-------- Provided material
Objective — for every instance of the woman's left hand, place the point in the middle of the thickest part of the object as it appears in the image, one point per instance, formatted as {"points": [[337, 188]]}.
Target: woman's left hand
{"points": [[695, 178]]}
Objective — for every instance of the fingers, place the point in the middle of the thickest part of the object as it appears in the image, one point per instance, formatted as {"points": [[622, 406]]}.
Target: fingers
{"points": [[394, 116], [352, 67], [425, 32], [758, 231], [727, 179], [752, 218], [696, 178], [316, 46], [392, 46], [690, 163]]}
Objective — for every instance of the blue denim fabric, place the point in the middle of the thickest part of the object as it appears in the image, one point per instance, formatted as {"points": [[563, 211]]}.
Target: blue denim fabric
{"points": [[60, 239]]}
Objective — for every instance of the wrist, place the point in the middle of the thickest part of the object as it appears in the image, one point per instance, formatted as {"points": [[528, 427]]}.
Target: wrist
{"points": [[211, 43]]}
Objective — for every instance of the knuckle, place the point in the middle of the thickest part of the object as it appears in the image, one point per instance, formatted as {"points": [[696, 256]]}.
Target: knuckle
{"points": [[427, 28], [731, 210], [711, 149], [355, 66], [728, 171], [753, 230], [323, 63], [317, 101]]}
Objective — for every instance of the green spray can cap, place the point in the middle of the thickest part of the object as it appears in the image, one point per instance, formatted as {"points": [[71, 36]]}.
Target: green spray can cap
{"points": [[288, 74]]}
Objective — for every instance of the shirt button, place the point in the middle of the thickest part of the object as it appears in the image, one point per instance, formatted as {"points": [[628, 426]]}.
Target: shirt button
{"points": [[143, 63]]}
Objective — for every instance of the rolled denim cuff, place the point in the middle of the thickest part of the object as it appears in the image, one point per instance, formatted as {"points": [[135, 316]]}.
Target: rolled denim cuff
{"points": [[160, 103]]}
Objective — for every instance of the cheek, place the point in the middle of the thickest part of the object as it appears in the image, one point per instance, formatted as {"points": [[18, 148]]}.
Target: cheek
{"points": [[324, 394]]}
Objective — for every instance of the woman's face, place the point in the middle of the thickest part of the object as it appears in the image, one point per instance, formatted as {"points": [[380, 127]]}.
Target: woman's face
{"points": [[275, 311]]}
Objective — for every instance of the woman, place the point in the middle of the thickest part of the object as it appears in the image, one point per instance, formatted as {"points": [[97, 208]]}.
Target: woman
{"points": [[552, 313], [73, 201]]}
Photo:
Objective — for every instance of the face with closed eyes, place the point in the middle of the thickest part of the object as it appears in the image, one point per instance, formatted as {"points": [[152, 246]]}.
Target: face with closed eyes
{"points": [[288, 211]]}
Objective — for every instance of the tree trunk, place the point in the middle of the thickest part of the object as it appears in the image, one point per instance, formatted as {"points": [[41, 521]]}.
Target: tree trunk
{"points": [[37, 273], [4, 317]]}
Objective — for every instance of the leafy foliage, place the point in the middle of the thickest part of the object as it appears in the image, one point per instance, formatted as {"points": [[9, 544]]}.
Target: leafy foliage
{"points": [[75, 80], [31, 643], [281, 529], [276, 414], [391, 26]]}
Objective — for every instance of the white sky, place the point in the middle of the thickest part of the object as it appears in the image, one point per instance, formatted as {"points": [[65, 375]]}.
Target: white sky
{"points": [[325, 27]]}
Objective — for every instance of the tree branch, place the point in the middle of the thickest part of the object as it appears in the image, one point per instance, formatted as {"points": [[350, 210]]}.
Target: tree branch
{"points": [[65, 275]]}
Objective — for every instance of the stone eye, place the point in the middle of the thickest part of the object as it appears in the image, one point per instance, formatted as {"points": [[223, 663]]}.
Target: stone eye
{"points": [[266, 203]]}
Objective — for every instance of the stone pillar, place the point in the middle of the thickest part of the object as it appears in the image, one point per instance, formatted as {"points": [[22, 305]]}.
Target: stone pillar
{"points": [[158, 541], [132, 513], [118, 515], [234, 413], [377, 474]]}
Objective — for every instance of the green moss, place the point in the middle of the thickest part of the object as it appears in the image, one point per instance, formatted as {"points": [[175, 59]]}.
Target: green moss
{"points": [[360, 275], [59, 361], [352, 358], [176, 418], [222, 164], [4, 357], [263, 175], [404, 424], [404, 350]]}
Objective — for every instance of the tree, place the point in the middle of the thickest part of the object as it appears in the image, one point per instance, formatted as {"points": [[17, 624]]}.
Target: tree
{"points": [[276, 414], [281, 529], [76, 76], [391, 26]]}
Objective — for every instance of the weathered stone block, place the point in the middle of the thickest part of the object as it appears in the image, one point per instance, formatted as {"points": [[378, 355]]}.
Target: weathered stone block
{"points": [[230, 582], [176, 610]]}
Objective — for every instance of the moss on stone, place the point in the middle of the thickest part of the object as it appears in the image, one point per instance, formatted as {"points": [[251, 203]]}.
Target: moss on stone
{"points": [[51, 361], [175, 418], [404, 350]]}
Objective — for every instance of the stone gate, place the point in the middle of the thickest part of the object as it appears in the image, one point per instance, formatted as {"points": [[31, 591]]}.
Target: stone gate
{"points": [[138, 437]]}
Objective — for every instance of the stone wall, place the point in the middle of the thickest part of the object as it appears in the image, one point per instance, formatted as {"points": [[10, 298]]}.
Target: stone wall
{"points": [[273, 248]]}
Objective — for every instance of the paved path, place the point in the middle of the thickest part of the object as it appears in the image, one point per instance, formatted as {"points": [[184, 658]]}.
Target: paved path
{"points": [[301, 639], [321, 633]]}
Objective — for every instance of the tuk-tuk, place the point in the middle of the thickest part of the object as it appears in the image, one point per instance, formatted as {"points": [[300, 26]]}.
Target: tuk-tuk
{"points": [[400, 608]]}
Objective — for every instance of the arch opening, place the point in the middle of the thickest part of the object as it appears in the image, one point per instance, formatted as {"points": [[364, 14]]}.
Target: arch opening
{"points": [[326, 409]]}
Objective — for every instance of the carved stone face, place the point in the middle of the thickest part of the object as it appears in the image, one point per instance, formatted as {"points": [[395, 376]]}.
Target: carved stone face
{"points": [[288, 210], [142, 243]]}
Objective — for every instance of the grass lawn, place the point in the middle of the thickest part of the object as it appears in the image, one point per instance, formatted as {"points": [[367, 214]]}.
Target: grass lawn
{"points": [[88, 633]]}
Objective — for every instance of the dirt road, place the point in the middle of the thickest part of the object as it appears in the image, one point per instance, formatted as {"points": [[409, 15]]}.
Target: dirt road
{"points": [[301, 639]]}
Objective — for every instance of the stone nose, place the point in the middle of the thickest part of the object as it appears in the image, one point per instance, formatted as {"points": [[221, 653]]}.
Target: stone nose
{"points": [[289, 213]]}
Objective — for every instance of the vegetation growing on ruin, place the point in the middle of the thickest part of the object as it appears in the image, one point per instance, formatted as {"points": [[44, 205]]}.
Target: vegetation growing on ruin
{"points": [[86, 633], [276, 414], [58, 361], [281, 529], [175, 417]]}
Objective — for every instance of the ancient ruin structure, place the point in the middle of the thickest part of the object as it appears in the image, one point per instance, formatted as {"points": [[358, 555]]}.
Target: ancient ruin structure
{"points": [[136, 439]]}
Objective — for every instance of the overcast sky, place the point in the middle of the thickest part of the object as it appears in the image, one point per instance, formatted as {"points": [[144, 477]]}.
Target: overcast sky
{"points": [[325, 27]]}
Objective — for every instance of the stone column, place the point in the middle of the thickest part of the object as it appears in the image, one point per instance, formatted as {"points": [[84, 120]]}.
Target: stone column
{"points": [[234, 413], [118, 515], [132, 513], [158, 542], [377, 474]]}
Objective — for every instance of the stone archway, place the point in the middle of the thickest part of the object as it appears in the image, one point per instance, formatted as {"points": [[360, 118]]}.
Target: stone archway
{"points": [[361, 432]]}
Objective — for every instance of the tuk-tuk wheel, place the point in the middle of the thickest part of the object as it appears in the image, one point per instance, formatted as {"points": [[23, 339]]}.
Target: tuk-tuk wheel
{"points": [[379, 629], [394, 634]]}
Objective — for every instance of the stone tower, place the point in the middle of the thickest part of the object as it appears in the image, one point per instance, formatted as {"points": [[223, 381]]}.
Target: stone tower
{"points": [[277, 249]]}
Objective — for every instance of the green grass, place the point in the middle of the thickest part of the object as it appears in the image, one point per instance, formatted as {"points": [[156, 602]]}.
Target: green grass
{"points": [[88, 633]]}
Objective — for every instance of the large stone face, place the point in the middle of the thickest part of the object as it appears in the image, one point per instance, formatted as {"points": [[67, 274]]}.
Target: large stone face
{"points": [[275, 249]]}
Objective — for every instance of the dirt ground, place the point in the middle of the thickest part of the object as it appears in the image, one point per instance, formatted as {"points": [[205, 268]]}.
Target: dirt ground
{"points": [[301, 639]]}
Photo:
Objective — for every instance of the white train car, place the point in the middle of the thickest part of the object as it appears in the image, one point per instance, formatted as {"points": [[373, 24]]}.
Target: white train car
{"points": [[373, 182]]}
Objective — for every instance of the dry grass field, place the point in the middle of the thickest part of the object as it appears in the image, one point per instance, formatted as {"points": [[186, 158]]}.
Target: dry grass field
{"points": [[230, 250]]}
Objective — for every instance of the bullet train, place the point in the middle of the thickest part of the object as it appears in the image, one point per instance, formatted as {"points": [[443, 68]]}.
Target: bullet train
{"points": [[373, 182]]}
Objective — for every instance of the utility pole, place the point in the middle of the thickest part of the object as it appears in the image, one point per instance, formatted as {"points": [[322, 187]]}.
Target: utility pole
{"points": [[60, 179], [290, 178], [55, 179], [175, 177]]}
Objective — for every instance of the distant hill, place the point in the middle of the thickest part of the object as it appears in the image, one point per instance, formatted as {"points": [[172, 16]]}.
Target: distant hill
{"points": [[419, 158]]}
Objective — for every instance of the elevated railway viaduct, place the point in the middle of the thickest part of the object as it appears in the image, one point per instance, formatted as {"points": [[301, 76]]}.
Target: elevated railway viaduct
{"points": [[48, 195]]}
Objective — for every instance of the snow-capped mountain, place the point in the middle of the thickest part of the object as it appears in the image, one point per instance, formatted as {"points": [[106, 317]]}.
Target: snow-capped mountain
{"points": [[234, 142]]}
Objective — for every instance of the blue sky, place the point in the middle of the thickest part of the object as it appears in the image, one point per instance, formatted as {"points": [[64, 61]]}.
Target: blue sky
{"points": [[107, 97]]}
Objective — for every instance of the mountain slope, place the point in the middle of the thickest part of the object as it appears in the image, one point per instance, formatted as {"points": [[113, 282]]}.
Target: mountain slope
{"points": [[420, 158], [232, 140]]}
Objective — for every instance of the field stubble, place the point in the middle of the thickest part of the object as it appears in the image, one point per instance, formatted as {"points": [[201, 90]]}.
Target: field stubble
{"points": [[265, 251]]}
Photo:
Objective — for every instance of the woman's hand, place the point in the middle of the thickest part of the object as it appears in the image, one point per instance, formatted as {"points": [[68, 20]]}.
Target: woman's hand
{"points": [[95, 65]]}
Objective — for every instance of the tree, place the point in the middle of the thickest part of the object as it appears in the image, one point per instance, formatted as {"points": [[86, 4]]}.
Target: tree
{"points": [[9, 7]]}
----------------
## Goal of the exercise
Copy the rows word for word, starting at the line that contains "Objective — for every instance of the green moss, place" and ending after the line that contains "Target: green moss".

## Answer to the exercise
Objective — for every instance of the green moss, place the point in the middle of the thickest part of the object as it appears in the image, one point per instance, formatted as {"points": [[175, 59]]}.
Target: green moss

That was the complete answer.